Your goal: Find the line in the material below that contains "Identify one point on each instance of the mechanic's", then give it again, with all later lines, exactly as shown.

Listed entries:
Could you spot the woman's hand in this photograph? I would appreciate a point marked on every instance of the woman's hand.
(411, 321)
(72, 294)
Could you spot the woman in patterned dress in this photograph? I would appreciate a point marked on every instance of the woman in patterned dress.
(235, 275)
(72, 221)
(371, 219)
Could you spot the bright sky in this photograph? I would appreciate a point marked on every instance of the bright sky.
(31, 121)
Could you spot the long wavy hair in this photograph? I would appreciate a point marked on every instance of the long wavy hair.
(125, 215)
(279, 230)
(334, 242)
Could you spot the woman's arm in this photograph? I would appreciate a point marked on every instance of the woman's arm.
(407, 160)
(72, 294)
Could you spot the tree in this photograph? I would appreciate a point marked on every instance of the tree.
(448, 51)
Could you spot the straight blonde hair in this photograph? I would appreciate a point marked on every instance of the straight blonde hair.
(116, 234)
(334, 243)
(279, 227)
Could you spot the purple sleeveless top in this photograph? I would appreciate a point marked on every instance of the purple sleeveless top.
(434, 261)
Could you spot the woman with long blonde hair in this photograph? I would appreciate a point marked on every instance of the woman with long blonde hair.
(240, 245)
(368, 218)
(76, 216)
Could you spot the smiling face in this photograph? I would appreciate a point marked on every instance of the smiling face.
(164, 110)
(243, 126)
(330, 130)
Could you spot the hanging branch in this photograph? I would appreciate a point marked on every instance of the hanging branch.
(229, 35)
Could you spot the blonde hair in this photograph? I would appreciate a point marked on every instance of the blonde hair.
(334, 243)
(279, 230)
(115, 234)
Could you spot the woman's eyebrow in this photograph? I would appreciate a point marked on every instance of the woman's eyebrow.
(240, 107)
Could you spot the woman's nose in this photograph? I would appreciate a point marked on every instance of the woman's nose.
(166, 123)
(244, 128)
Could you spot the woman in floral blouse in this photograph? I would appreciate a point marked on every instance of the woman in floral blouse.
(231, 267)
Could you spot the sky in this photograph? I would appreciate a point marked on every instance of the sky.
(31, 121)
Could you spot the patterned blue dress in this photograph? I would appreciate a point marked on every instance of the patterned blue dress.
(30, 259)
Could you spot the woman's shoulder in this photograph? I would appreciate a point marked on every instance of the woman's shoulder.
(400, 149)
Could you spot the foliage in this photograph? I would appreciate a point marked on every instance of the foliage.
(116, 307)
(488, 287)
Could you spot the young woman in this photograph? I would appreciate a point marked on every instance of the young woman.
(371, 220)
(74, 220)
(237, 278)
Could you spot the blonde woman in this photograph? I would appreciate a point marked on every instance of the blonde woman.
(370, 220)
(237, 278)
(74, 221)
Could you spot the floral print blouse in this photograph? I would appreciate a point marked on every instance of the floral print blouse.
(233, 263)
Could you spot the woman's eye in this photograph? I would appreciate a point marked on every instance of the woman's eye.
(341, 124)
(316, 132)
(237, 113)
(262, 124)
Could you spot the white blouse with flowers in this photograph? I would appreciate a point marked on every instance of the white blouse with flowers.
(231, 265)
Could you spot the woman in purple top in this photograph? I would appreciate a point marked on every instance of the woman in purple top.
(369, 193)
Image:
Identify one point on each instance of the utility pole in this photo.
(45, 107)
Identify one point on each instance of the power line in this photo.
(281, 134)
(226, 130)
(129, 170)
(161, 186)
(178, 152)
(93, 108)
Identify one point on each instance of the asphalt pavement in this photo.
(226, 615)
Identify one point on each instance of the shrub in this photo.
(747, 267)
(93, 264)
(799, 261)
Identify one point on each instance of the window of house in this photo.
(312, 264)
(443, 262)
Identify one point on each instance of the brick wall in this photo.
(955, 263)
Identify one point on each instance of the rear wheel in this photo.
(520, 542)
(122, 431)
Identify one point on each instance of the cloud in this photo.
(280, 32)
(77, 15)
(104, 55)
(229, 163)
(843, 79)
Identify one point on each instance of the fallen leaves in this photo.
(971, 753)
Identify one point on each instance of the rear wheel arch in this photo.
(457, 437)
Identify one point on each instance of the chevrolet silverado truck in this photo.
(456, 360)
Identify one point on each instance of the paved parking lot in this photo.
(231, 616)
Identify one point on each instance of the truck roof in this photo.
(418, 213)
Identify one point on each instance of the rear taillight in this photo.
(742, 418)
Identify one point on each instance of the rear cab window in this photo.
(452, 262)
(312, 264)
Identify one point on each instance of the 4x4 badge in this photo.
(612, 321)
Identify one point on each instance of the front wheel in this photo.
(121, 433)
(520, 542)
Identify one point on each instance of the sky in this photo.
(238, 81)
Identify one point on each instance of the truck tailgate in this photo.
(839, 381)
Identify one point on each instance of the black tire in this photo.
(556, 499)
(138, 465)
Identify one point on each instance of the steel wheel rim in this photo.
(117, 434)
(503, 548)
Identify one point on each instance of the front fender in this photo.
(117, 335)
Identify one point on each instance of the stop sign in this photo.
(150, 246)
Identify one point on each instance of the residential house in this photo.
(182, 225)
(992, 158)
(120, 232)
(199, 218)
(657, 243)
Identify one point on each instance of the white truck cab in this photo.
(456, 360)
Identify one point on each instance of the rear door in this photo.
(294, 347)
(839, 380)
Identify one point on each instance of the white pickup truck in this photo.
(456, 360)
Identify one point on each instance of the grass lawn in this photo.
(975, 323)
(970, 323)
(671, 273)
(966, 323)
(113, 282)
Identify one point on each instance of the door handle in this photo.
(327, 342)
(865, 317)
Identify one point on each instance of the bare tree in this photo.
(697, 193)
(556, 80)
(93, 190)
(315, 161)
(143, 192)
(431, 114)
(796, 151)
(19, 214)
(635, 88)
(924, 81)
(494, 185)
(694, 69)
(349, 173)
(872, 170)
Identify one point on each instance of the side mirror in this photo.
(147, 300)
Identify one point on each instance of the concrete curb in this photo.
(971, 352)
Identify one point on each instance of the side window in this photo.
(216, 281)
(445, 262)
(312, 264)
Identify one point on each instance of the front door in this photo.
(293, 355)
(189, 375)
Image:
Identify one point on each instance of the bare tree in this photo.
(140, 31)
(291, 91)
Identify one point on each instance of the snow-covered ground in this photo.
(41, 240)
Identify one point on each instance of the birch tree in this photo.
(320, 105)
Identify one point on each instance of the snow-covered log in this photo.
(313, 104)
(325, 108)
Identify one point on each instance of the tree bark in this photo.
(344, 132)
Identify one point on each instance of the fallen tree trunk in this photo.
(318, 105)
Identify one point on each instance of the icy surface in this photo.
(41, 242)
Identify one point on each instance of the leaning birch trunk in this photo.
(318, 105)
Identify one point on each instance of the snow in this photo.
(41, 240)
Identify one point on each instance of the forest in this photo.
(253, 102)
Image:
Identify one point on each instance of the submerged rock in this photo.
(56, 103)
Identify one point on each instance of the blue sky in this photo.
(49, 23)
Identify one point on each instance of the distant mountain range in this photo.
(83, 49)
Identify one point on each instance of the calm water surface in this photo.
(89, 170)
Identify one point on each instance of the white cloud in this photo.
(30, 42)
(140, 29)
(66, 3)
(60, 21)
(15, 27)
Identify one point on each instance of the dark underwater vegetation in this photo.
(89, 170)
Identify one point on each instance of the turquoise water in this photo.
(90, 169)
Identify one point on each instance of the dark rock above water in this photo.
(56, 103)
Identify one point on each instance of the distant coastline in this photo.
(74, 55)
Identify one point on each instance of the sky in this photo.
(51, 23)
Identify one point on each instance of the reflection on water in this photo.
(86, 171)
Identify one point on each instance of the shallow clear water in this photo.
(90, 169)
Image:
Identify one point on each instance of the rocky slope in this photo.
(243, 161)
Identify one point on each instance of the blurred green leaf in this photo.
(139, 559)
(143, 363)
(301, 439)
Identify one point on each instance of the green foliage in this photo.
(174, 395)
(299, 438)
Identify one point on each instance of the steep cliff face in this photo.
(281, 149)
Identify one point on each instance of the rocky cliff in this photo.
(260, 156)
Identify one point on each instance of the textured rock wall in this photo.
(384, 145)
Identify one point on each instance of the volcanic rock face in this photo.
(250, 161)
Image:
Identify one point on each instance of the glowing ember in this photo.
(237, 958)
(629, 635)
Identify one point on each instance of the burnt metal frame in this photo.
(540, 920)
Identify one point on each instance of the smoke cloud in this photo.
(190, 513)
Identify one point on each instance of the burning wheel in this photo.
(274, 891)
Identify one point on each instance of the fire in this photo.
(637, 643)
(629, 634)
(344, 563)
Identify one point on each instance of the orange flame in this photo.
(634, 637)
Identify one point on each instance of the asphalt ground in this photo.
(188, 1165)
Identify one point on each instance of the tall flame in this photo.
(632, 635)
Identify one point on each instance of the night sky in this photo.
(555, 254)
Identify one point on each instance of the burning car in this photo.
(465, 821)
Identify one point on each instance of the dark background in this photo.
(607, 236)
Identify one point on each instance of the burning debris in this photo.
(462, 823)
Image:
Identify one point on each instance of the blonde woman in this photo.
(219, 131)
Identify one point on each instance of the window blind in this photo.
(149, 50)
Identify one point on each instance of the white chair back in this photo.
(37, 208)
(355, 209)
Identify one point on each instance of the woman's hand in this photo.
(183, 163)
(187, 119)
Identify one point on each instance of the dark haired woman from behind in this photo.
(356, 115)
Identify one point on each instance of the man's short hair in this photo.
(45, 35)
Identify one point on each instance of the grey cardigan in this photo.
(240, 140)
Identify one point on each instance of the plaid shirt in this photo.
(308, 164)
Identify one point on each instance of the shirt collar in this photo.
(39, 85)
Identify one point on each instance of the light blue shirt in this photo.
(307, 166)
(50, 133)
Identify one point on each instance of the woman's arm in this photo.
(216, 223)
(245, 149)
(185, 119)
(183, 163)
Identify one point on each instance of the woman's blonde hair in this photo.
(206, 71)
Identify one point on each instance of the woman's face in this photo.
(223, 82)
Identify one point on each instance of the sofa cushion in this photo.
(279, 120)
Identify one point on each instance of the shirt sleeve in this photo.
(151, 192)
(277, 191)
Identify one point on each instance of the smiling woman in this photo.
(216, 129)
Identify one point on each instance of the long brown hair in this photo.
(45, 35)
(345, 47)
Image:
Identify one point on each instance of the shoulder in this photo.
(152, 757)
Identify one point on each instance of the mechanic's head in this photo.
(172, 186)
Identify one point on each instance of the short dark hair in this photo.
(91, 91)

The completed task:
Identify one point on each instance of the mechanic's head in this photo.
(172, 186)
Identify one point on each instance of the short dark hair in this photo.
(91, 91)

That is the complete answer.